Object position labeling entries
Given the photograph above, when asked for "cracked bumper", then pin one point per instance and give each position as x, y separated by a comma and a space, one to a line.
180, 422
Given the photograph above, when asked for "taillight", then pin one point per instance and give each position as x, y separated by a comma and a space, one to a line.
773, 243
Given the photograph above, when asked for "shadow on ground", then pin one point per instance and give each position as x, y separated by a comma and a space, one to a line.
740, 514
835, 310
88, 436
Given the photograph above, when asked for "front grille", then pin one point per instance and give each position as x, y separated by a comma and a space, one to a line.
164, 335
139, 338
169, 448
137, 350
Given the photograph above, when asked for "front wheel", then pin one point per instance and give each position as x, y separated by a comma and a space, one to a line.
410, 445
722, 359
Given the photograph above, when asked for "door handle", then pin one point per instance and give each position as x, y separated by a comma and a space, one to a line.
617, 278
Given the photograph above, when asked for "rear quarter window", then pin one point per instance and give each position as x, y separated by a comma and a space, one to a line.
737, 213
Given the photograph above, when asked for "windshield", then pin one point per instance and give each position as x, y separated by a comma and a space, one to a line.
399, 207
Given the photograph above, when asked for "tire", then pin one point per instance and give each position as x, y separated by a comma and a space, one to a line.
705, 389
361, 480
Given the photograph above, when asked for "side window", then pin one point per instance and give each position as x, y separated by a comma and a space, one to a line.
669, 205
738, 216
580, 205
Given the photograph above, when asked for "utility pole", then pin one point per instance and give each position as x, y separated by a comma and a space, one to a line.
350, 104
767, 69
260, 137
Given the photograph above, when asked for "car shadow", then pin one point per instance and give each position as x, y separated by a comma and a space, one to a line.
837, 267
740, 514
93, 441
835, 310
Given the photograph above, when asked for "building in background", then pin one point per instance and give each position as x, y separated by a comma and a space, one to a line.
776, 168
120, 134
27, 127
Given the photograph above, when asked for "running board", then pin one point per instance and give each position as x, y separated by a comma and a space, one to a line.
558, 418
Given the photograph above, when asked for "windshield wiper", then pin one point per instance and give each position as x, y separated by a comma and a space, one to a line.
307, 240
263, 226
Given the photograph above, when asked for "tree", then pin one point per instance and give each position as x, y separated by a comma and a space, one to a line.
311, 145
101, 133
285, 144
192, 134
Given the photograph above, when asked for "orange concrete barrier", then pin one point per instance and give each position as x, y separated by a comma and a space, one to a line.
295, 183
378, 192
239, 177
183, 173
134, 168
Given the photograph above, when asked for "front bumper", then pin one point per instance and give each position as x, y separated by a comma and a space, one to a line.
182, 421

_PROBLEM_. Every entry above needs to be quoted exactly.

_SOLUTION TO THIS TASK_.
Given the photograph above, when asked for "cracked bumper", then pin one point per instance and give each position as x, y separated by a comma and a space, one to a line.
180, 422
Given the photograph above, when asked for "taillight", then pin one point per instance and give each position as x, y separated by a comma and a space, one to a line.
773, 243
Given the photograph above, when asked for "shadow on ground", then pin one point per instance and give each position as x, y separated by a comma and a space, one to a line.
740, 514
835, 310
88, 436
Given the photograph above, when asked for "front grille", then pin one point per instance and give each position as x, y separated by a comma and a space, one to a line.
164, 335
139, 338
169, 448
137, 350
Given the photograph above, when asked for "front wheel", then pin one point per instance and give each position as x, y separated by a comma and a space, one to a line.
410, 445
722, 359
Given the photograph above, when asked for "door handle", then pin one point per instance and give each position as x, y separated by a comma and a space, one to a line.
617, 278
Given the photograph above, when asked for "rear quarter window", then pin one point per instance and give each position as x, y separated by a comma and a space, one to a line.
737, 213
Given the photograph above, when asked for "windshield", then pin one point per instance and give each position as x, y separated by a comma and a space, one to a line.
399, 207
Given the photograph above, when asked for "tire", then pin one point per instance and give each position as x, y separated by a comma and a space, one to a line.
705, 389
361, 480
Given the photograph above, when asked for "side window", then pin one point per instance and give each position as x, y separated by a comma and a space, one to a line.
669, 205
738, 216
580, 205
Given the photograph above, when asked for "utility pole", then pin one point per instance and give each position as x, y separated by a comma and a space, one to a line.
350, 104
767, 69
260, 137
Given the photograph above, when asked for "car shadow", then pin one point per instance and give each position as x, y separated by a comma and a space, one to a line.
837, 267
740, 514
93, 441
835, 310
Given the photograph above, when asked for "building in background", then pin one point per instance and give each position as x, y separated by a comma and a space, one to a line.
776, 168
120, 134
27, 127
Given the photograph above, when asked for "running board", then pin one point per instance and give each position as x, y separated by a comma and a space, one to a line.
558, 418
Given the photograph above, when asked for "windshield wiper", then pin one point per instance and give each position as x, y separated by a comma and a space, one to a line.
307, 240
263, 226
Given the photograph above, when asked for "tree", then pin one point per instance and give each position as x, y separated by a comma and a space, one to a line.
311, 145
101, 133
285, 144
192, 134
Given the photograph above, when asked for "orange concrete barrier", then pin one point per instance and give each position as x, y separated by a comma and a space, one to a line.
295, 183
378, 192
239, 177
183, 173
134, 168
Given the photograph above, when asked for "front bumper", then pin one point per instance and give each position as x, y separated by a comma and a space, one to a line.
182, 421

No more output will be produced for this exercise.